Studio album by Rogério Skylab
- Released: May 17, 2018
- Recorded: 2018
- Studio: Centro Municipal de Referência da Música Carioca Artur da Távola, Estúdio Hi-Eight
- Genre: Experimental rock; art rock; MPB;
- Length: 46:09
- Label: Self-released
- Producer: Rogério Skylab

Rogério Skylab chronology
| Skylab EP (2017) | O Rei do Cu (2018) | Skylab & Tragtenberg, Vol. 3 (2018) |

= O Rei do Cu =

O Rei do Cu (Portuguese for "The King of the Ass") is the thirteenth studio album by the Brazilian musician Rogério Skylab, and the first installment of a trilogy, the "Trilogia do Cu" ("Trilogy of the Ass"). It was self-released on May 17, 2018, and sees Skylab returning to the experimental and eclectic sonority he had previously developed in his 1999–2011 Skylab series of 10 albums and abandoned in his then-most recent "Trilogia dos Carnavais" (2012–2015). It can be downloaded for free in the musician's official website, and is also available for streaming.

Professional ratings
Review scores
| Source | Rating |
| radiocultfm | Favorable link |

==Background==
According to Skylab, the album's name (and the trilogy it is part of) was inspired by a controversial statement given by fellow musician Lulu Santos in late December 2017, in which he stated "MPB was de-evolving into its 'anal phase'", alluding to the then-recently released music video for Anitta's "Vai Malandra". Indirectly criticizing the statement, Skylab then replied that, "to affirm this tendency, [his] next album would have ass everywhere".

On March 7, 2018, Skylab announced on his Facebook page that he already began working on such album, and that it would be called O Rei do Cu. On the same post, he also said that it would be the first installment of a new trilogy, the "Trilogia do Cu".

▶ **Stated problem A**
Extract everything from "Rogério Skylab chronology" down to "available for streaming." in the article on O Rei do Cu, word for word.

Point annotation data

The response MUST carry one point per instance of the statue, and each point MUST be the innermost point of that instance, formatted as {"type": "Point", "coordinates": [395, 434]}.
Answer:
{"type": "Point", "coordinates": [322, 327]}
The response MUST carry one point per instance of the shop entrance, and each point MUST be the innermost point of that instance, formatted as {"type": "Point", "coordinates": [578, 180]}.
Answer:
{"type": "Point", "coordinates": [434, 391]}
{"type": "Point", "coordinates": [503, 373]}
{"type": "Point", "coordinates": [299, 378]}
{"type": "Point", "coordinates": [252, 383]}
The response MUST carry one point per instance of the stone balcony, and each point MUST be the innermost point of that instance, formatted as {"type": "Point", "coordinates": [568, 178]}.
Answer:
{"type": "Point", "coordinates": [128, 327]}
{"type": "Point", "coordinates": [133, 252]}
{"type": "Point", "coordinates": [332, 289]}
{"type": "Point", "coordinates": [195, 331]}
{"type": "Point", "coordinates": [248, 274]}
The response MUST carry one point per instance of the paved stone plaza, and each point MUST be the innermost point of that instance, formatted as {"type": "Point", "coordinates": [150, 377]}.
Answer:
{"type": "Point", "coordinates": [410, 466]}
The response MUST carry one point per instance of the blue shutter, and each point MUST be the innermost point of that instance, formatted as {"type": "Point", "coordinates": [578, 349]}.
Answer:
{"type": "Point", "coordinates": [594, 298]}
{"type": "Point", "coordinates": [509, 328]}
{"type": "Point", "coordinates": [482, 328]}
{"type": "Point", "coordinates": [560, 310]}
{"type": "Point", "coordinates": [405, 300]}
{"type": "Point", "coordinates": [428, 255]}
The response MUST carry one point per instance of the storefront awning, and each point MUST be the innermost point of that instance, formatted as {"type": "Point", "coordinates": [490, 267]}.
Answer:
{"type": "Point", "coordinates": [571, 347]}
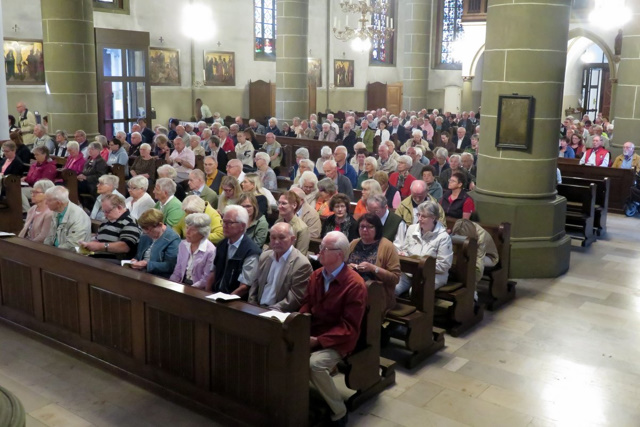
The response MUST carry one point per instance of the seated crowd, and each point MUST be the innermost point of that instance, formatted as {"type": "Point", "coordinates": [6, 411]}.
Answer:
{"type": "Point", "coordinates": [226, 225]}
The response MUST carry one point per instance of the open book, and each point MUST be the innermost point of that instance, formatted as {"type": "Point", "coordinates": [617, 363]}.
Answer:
{"type": "Point", "coordinates": [275, 314]}
{"type": "Point", "coordinates": [222, 296]}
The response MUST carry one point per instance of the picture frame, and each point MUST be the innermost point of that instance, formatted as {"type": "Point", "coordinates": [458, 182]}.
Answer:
{"type": "Point", "coordinates": [515, 121]}
{"type": "Point", "coordinates": [314, 71]}
{"type": "Point", "coordinates": [24, 62]}
{"type": "Point", "coordinates": [164, 66]}
{"type": "Point", "coordinates": [343, 73]}
{"type": "Point", "coordinates": [219, 68]}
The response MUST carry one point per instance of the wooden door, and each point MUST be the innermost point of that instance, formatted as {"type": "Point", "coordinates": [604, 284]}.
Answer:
{"type": "Point", "coordinates": [394, 98]}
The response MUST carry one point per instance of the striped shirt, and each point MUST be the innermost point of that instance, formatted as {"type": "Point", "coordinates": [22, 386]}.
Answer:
{"type": "Point", "coordinates": [124, 229]}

▶ **Stated problem B**
Please put the entries into a JSON list of strings, one string per line, covering everything from the line containing "The response MUST carry one point per instance of the striped" down to the end of the entries and leaving out blank lines.

▶ **Worked solution A**
Rogério Skylab chronology
| Skylab EP (2017) | O Rei do Cu (2018) | Skylab & Tragtenberg, Vol. 3 (2018) |

= O Rei do Cu =

O Rei do Cu (Portuguese for "The King of the Ass") is the thirteenth studio album by the Brazilian musician Rogério Skylab, and the first installment of a trilogy, the "Trilogia do Cu" ("Trilogy of the Ass"). It was self-released on May 17, 2018, and sees Skylab returning to the experimental and eclectic sonority he had previously developed in his 1999–2011 Skylab series of 10 albums and abandoned in his then-most recent "Trilogia dos Carnavais" (2012–2015). It can be downloaded for free in the musician's official website, and is also available for streaming.

▶ **Worked solution B**
[
  "The response MUST carry one point per instance of the striped shirt, and each point MUST be the innermost point of that instance, formatted as {\"type\": \"Point\", \"coordinates\": [22, 386]}.",
  "Answer:",
  "{\"type\": \"Point\", \"coordinates\": [124, 229]}"
]